- Prompt:
Begin at the line that has "white flower bud" and stop after the line that has "[[[303,11],[305,0],[277,0],[277,7],[288,17],[296,17]]]". Rewrite only those lines of the material, with the request lines kept and every coordinate in the answers scaled by 0.25 and rounded to a whole number, halves rounding up.

Contour labeling material
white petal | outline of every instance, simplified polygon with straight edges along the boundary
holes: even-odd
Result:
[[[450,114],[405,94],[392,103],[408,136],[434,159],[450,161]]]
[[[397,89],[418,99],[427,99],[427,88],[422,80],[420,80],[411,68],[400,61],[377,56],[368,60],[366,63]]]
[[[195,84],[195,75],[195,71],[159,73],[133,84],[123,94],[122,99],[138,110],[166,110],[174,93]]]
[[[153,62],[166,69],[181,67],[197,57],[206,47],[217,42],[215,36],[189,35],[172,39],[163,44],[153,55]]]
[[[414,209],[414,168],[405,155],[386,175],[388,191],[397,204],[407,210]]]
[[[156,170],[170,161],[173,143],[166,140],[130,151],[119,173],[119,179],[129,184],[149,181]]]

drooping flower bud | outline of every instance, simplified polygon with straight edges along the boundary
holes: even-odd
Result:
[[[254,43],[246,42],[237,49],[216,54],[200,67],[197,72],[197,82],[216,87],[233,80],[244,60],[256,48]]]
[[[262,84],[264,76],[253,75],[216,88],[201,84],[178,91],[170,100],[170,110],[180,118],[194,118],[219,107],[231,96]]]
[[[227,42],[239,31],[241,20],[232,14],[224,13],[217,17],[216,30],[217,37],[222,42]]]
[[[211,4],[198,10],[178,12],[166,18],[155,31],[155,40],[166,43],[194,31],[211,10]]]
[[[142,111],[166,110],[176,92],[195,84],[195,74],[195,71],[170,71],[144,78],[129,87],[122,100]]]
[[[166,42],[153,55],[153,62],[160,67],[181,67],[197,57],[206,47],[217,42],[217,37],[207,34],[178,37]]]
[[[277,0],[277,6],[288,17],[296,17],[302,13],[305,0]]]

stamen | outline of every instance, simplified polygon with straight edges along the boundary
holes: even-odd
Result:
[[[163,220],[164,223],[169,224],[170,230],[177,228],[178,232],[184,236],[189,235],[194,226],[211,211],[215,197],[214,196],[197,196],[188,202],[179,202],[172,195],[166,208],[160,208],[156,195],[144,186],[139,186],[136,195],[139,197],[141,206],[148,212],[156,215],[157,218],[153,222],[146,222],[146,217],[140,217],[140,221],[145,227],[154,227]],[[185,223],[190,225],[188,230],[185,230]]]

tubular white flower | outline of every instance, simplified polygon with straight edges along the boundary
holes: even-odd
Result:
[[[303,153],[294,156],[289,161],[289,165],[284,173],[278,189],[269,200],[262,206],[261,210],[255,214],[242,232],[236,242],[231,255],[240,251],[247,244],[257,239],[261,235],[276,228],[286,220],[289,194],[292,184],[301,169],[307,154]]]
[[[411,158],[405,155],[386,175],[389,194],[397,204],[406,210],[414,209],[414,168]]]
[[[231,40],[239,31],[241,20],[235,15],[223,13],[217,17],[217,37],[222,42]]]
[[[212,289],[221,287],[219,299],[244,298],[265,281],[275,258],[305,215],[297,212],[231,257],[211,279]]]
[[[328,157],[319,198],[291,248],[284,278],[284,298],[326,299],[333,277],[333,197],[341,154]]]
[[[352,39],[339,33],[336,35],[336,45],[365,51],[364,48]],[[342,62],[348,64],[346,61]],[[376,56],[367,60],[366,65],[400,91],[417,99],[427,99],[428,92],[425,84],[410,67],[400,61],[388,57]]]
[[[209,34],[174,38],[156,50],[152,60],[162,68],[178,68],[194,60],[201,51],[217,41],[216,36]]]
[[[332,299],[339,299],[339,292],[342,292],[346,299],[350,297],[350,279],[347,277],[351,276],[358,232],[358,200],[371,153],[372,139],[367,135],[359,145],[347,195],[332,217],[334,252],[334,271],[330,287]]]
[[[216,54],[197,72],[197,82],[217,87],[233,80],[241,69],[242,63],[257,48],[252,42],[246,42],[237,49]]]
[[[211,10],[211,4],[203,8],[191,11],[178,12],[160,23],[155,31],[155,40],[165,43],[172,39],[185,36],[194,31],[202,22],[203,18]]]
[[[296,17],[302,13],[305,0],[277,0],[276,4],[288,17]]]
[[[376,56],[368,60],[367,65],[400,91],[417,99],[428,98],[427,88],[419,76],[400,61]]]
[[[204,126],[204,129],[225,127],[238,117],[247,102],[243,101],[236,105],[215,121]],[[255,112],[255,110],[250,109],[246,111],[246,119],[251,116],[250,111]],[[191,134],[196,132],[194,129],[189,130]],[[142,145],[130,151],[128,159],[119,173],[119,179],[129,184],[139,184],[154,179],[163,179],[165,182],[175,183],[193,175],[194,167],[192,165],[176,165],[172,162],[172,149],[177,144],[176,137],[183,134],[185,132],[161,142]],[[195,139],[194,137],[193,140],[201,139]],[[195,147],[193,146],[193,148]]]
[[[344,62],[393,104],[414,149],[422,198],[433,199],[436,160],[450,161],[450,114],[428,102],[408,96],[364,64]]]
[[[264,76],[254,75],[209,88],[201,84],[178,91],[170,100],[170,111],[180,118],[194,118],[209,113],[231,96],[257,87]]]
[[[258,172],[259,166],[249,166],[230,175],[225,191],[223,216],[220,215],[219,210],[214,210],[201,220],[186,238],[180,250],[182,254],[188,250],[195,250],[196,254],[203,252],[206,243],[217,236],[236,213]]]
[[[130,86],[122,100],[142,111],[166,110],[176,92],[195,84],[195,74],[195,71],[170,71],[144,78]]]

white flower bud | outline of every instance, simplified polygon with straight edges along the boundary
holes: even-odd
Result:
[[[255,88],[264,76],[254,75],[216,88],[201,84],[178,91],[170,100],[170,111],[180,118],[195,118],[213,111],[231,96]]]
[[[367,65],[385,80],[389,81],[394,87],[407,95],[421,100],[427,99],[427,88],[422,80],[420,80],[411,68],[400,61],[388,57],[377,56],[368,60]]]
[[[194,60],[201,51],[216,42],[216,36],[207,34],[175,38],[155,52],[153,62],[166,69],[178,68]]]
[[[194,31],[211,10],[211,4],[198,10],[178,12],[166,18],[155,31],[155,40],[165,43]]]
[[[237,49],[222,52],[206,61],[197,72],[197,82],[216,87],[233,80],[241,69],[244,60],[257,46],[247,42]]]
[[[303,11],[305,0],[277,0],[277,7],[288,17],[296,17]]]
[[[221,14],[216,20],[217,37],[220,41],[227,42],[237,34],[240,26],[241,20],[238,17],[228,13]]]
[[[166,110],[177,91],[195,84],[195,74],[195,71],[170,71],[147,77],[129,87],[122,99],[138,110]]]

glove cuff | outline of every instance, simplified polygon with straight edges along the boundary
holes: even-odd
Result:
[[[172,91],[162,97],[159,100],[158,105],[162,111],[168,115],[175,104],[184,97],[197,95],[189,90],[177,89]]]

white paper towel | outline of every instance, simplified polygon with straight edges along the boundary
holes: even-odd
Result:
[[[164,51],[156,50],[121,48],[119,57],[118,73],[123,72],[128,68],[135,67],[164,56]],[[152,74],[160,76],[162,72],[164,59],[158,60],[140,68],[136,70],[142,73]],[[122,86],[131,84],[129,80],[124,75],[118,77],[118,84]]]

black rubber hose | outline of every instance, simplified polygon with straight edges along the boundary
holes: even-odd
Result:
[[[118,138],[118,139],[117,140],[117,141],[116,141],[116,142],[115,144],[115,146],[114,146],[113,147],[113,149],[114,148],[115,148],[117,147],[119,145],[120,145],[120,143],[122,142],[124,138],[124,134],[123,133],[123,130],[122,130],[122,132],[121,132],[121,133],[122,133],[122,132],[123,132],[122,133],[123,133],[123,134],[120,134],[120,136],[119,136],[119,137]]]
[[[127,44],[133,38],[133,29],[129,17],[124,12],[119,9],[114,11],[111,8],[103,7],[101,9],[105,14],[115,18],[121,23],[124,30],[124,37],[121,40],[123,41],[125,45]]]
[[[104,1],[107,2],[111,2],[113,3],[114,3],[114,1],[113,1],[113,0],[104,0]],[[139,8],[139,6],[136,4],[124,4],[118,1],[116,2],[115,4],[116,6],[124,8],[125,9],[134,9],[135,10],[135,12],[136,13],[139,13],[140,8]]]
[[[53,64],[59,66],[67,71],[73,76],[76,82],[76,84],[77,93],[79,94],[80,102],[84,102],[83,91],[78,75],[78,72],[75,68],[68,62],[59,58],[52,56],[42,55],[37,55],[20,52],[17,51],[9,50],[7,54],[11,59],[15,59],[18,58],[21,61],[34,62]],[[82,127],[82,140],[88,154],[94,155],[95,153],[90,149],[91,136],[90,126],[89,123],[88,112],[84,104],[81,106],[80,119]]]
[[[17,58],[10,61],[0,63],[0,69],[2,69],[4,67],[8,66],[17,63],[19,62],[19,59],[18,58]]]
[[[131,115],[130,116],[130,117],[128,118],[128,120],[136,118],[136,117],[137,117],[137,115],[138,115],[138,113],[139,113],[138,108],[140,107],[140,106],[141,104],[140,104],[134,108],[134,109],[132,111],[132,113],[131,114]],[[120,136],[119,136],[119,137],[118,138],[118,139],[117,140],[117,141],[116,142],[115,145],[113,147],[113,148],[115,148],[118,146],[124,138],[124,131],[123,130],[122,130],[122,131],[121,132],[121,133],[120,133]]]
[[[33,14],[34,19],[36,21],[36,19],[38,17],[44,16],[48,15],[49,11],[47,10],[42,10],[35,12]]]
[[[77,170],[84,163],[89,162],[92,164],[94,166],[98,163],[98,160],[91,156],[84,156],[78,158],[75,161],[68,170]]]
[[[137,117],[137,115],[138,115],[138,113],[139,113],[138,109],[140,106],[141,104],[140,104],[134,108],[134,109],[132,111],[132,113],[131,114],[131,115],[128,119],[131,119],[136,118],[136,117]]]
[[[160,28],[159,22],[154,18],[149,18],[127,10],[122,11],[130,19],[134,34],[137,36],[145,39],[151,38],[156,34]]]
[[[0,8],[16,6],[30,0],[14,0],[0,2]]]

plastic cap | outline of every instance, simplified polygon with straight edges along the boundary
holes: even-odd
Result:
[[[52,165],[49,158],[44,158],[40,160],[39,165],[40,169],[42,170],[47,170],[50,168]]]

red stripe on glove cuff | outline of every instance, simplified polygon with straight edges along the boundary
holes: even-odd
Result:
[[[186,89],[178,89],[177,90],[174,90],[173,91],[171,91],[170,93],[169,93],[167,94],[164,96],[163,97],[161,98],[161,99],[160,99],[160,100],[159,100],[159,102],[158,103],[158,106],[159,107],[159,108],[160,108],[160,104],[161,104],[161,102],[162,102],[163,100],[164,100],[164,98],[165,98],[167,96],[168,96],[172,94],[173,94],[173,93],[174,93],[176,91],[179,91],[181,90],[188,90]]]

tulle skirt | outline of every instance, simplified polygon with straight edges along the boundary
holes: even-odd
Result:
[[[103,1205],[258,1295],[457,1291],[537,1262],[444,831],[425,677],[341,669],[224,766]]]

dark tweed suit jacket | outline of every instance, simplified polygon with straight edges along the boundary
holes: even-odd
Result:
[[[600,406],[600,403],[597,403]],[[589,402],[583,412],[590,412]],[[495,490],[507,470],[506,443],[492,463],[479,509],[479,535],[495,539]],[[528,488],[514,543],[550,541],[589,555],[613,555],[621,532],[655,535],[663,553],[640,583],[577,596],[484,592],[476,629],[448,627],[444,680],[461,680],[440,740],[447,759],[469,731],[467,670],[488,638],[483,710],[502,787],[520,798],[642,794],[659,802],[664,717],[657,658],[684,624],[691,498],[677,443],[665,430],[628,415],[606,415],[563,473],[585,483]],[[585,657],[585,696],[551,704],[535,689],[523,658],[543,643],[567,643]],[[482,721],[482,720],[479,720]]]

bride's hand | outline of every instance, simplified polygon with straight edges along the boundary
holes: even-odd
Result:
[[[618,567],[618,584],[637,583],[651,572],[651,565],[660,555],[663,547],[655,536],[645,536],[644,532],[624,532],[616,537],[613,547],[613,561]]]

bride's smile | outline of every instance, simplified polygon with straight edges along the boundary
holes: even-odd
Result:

- The solution:
white flower bud | outline of every instance, simplified polygon with straight edges along the boundary
holes: even-odd
Result:
[[[64,22],[66,19],[64,19],[54,22],[50,21],[45,23],[43,25],[43,28],[45,30],[49,30],[53,28],[58,24]]]
[[[92,16],[96,20],[97,20],[99,22],[102,24],[105,25],[107,25],[107,22],[106,20],[105,20],[103,17],[100,15],[97,14],[94,14],[92,15]]]
[[[49,15],[50,13],[54,11],[54,9],[52,9],[44,10],[39,13],[38,16],[42,17],[45,17]]]
[[[49,8],[53,3],[53,1],[50,3],[45,3],[42,5],[39,8],[39,10],[41,11]]]
[[[59,12],[56,13],[52,15],[49,18],[49,21],[54,22],[58,20],[60,17],[61,15],[64,12],[62,11]]]
[[[76,3],[76,0],[69,0],[69,2],[72,4],[74,4]]]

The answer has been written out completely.